◆ What you will do ◆
1. In the article on multi-layered plastic, rewrite the paragraph that begins "With Extended Producer Responsibility" as a short list that keeps its main facts.
2. Quote the article on multi-layered plastic word for word, giving the stretch from "Yes, Multi-layered plastics" through "Pollution Control Board.".
3. Based on the article on multi-layered plastic, decide whether each statement agrees with it: (a) the Plastic Waste Management Act of 2016 was amended in 2018; (b) the national registry applies to producers present in fewer than two states; (c) plastic debris affects around 267 species of marine animals. For each, answer yes or no and quote the words that decide it.

◆ Passage to read ◆
>>>
Plastic, as we know it, has been in usage since ages and we can’t deny that it has benefits. While the benefits are surely there, they come together with hazardous disadvantages as well. And In 2018, The Ministry of Environment, Forest and Climate Change replaced and amended the Plastic Waste Management Act of 2016. These amendments were based on the suggestions to the ministry and aimed to cease the production and usage of Multi-layered Plastics (MLP) by 2022 (It should be noted here that MLP which are considered non-recyclable or not of any use are to be phased out only). The Multi-layered plastic should have been already banned by 2018 but failed miserably because of poor implementation.
How bad is Multi-layered Plastic?
What exactly is Multi-layered plastic?
Multi-layered plastics, as the name suggests are layered with various other plastics also with non-plastics such as Aluminium. This gives the plastic resistance against moisture as well as heat and in result, the plastic is also very easy to store and move around and has a higher shelf-line capacity. This makes it the go-to solution and packaging in various food items such as biscuits, chips, candies and even medicines too. While there are not abundant methods to recycle Multi-layered Plastics in our economy, it is best to treat it which us a long process, the plastic should be cleaned before treating and is difficult to spot for the collectors. The plastic when untreated, clog up the drains or collect and flow in the seas or oceans. It has been known that plastic debris affects around 267 species of marine animals and research proves that by 2050, plastics in oceans will weigh twice as much as fishes. The multi-layered plastics are also harmful to animals such as Cows and Buffaloes who are unable to digest this product and blocks their stomach, can even lead to death! The toxic plastic can lead to cancer, immunity suppression, can also lead to thyroid problems and child development problems.
Yes, Multi-layered plastics might be a cheap way, but it is dangerous and should in every way stopped to move further in the markets.
What measures is the Government taking, then?
The Minister of Environment, Forest and Climate change implemented the Plastic Management Act in 2018, March.
- With Extended Producer Responsibility, the Producers are supposed to take care of the Multi-layered plastics they produced, both financially as well as physically. In EPR, the producers are supposed to use the already utilized product to make a new one, thus reducing the plastic in the environment. The plan on how they would be implementing and the time interval should be discussed with the State Pollution Control Board.
- The rules also organised a registration system for all the plastic producers or manufacturers which is evolved by the CPCB (Central Pollution Control Board)
- A National registry for a producer with a presence in more than 2 states is designated and a State registry for presence in less than 2 states.
- The Rules amended the phasing of Multi-layered Plastics to, “non-recyclable, or non-energy recoverable, or with no alternate use.”
- The rule of the plastic bags to be purchased by the customers in The plastic Waste Management Act of 2016 has been omitted.
Even with these rules and Acts, India stands still burdening up with MLP. Is the government failing to be strict or is there not much of awareness, yet? Well, both might the reason.
Consumers are not yet familiar with the Plastic Waste Management Act and neither are they conscious of its harmful effects by the packets which they consume or eat almost daily.
The government might have implemented the act, but it should not be a mere piece of print on a paper or a mere act, it should have its strictness, should be well-specified. The amount of Multi-layered Plastics treated should be known and communicated.
Resources and Taxes should be used to spread awareness and for the proper treatment of these plastics.
While the Producers might be regarded as responsible here, we all should step up and be the change. Because these plastics affect both us and our environment.
<<<
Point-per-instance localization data
>>>
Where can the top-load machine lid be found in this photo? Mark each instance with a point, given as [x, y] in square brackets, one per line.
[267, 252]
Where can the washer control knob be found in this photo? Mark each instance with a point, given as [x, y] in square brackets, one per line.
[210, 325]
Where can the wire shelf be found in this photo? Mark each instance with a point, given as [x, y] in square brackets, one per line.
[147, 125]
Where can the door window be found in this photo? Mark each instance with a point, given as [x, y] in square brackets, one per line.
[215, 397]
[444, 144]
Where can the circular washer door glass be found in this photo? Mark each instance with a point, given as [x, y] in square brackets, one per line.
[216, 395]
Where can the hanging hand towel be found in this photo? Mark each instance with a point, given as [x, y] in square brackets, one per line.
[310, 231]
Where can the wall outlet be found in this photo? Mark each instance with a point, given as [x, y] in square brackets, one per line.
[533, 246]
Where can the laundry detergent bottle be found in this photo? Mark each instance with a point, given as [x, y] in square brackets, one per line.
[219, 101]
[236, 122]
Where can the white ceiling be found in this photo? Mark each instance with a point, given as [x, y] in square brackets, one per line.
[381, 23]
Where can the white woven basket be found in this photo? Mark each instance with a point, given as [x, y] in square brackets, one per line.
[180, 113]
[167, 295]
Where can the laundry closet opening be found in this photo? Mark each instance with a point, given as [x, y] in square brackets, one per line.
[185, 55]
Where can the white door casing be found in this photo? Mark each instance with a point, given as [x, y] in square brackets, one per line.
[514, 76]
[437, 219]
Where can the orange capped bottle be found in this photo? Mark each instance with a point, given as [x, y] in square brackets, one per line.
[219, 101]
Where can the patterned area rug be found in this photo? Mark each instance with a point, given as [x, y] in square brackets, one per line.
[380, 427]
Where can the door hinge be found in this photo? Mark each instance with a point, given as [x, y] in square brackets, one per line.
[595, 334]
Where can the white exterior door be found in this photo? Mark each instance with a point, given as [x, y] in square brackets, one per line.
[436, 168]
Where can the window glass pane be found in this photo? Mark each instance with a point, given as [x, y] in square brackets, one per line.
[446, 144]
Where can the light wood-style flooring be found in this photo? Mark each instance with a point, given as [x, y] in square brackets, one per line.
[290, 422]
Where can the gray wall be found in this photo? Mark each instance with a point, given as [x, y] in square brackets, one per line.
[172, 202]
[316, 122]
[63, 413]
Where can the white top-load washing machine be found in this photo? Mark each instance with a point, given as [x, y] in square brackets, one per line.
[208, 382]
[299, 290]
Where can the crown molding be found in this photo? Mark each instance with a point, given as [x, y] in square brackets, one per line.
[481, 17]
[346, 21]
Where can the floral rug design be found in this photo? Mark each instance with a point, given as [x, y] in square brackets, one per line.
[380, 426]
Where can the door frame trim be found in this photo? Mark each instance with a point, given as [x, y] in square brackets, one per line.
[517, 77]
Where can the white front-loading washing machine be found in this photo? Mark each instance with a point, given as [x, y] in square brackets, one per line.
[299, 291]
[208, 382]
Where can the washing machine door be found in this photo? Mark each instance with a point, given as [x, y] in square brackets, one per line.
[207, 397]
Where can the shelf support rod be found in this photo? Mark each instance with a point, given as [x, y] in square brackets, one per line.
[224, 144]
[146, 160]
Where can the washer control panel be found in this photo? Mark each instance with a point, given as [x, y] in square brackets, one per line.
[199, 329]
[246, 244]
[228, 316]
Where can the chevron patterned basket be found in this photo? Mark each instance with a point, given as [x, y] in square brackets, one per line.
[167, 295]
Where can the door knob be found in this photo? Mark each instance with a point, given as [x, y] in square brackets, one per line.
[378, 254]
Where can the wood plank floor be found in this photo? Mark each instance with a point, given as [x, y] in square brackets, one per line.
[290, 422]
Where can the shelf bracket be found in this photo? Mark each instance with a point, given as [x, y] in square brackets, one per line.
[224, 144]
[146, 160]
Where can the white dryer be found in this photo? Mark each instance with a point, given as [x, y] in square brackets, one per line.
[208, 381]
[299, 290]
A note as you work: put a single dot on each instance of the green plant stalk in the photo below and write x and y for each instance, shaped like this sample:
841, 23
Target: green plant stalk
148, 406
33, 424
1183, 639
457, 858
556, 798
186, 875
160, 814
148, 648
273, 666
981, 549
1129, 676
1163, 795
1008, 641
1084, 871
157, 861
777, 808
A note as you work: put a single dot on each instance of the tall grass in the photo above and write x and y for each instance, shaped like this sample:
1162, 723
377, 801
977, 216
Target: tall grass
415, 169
<<<
◆ Results in order ◆
1.
- Producers must take care of the multi-layered plastics they produce, both financially and physically.
- They are supposed to use already utilized products to make new ones, which reduces plastic in the environment.
- The implementation plan and its time interval should be discussed with the State Pollution Control Board.

2.
Yes, Multi-layered plastics might be a cheap way, but it is dangerous and should in every way stopped to move further in the markets.
What measures is the Government taking, then?
The Minister of Environment, Forest and Climate change implemented the Plastic Management Act in 2018, March.
- With Extended Producer Responsibility, the Producers are supposed to take care of the Multi-layered plastics they produced, both financially as well as physically. In EPR, the producers are supposed to use the already utilized product to make a new one, thus reducing the plastic in the environment. The plan on how they would be implementing and the time interval should be discussed with the State Pollution Control Board.

3.
(a) Yes: "In 2018, The Ministry of Environment, Forest and Climate Change replaced and amended the Plastic Waste Management Act of 2016."
(b) No: "A National registry for a producer with a presence in more than 2 states is designated and a State registry for presence in less than 2 states."
(c) Yes: "It has been known that plastic debris affects around 267 species of marine animals"